EXERCISE PROMPT =
Continue the food plot and archery Q&A below from the point where it stops.

(STUDY TEXT Opens)

This is a very common question but requires an indirect answer. In
order to know what fertilizer blend you need to apply for your plots
and crops you MUST know what is missing in the soil. The direct answer
to the question can be found by taking SOIL SAMPLES! The information
you will obtain from a soil sample will ensure you get the correct type
and amounts of fertilizers for your plots. You need to turn to your
County Agricultural Extension Agency for assistance with this process. http://www.nrcs.usda.gov/
Pulling a Soil Sample
1. Pull several divots (samples) across your food plot - less for
small plots and more for large plots. Samples should be 6-8 inches deep.
(Ensure you use a sterile soil probe tool or shovel to obtain the
sample). Pull samples from across the plot in an evenly distributed
2. Put the samples in a clean or sterile bucket and then mix together
3. Put the Soil Samples in bag and fill out the information
required. Use a numbering system for the plots such as 1 through 10 or
A to J. Do not put the name of the food plot, i.e. "Swamp Plot" or "Drop Tine Plot". Keep a record of what plot each number represents.
4. Some samples ask for a crop. Because this is an agricultural
service for farm crops you should go with a crop similar to what you
are planting for wildlife, i.e. for lablab write soybeans on the bag or
5. Submit the samples (bags or boxes) to the County Extension Office
where you get the soil bags or boxes from. Sample analysis generally
costs from $5 to $10 per sample. The soil report will be sent to you
in a week or two.
6. The report will indicate the soil PH. This is VERY important,
even more so than fertilizer because if the soil is acidic (PH level of
4 - 5) the fertilizer you use will be bound up in the soil and plants
can't utilize it leading to a weak crop and waisting money on
fertilizer. Evaluate the PH levels (Acidic or Alkaline). You want to
keep the PH level between 6.5 and 7.5, which is considered "neutral".
Applying lime will raise the PH levels and your soil samples will tell
you how much lime needs to be applied in tons/acre. 1 - 2 tons is not
uncommon for acidic soils. For information on lime application visit
www.tecomate.com - consulting and read the article "Get the Lime Out"
by Rans Thomas
7. Now the answer: soil sample report fertilizer recommendations
will focus on Nitrogen (N), Phosphate (P) and Potash (K). These are
the nutrients that make up the formula for different fertilizer blends,
i.e. 10-10-10. The nutrient levels in the soil will be indicated (low,
medium, high) in the report and the pounds per acre needed for each
will also be provided. Your local Co-op or fertilizer dealer can help
you choose the appropriate fertilizer blend and rate for your crop
based on the soil sample report. (Rans Thomas, Senior Wildlife Biologist, Tecomate Wildlife Systems). For additional information please go to www.Tecomate.com
Shooting Technique/Archery Tech Topics
What is the most effective way of determining your draw length?
The best way to determine proper draw length is to measure your wing span and divide by 2.5. To measure your draw length, determine the length of your arm-span in inches. Stand with your arms out and palms facing forward. Don't stretch when measuring. Just stand naturally. Have someone else help you, by measuring from the tip of one middle finger to the other. Then simply divide that number by 2.5. The quotient is your proper draw length (in inches) for your body size. This will get you very close to your draw length. However there are some cautions even with this method, finger length can come into play also. Always check with your local pro shop if you need further assistance. (Dave Potts, Axion Archery)
What is the best way to get your fixed blade broad heads to fly straighter?

(STUDY TEXT Closes)
(PROVIDED MATERIAL Opens)

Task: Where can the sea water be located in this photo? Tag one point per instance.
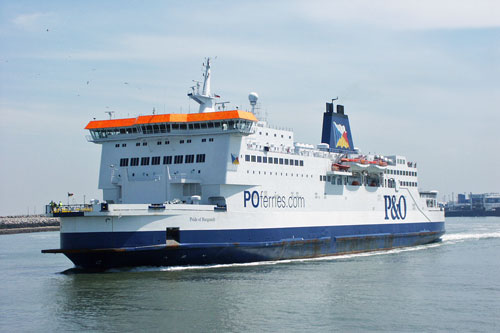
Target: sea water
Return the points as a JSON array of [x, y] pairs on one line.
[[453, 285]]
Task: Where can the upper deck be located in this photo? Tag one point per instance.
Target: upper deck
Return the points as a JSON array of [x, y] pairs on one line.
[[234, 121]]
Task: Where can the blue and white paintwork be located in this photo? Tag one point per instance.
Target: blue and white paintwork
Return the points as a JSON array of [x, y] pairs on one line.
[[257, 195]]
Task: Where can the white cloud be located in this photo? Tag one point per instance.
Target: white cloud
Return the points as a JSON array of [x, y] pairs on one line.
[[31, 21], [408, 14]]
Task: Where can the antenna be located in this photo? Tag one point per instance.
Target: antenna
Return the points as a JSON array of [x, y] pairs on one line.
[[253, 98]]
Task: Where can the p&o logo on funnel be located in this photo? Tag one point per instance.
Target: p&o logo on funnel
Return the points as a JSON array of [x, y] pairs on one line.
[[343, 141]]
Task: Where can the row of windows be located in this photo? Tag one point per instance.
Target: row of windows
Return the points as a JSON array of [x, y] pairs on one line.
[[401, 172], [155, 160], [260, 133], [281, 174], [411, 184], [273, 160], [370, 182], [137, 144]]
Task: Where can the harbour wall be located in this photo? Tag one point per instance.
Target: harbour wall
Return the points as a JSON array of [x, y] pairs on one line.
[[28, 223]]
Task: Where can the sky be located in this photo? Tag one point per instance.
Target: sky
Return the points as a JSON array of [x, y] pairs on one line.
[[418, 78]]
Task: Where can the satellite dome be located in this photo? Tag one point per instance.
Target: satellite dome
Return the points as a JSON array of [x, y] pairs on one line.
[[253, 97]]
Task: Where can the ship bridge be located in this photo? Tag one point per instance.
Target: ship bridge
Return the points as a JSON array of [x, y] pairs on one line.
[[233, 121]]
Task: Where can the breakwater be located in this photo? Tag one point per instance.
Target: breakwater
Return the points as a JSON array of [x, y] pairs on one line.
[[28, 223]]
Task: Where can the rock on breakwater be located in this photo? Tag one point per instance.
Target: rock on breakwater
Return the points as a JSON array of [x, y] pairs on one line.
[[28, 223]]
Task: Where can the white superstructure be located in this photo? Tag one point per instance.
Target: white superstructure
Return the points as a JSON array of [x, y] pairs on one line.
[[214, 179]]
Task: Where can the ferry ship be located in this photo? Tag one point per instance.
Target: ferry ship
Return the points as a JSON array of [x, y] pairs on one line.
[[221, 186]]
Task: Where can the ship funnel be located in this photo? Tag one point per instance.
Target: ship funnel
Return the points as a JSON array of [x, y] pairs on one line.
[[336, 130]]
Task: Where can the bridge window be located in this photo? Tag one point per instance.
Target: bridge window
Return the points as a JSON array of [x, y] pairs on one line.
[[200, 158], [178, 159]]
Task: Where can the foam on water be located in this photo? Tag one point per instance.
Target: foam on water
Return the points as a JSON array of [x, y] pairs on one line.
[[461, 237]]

(PROVIDED MATERIAL Closes)

ANSWER BOX =
To stabilize a fixed blade broad head you will achieve the best flight if you use a 5 inch helical fletch feather or vane. What ever feather or vane length you chose you will have to offset the vane. This will help create spin on the arrow to get the broad head to stabilize. Also you must have your bow tuned properly, to get the best result it should be paper tuned by a trained bow smith or experienced archer. Finally, be sure your arrows are spined properly for your setup. (Dave Potts, Axion Archery)
For the intermediate to advanced bow hunter what are some shooting techniques / tips that can help improve accuracy?
The hand to bow pressure is the most critical. The inside or outside pressure and the up or down pressure will have different points of arrow impact . You must have even pressure left/right and even pressure up/down. Set the bow hand with knuckles at 45 degrees, when you feel even pressure left/right and even pressure up/down on the bow hand do not move the bow hand again. (Burley Hall, Axion Archery/Carbon Express)
If someone wants to get involved in shooting local/regional tournaments what is the best way to get started?
Find a local pro shop, most of them will know where all the 3-D ranges are in their area. If you are just getting started the pro shop is the best place to get started right. You can also get a lot of information on-line. The IBO, ASA web pages are good places to look. You can find them in the resources drop down on this website. They will give you locations were you can qualify for national shoots. (Burley Hall, Axion Archery/Carbon Express)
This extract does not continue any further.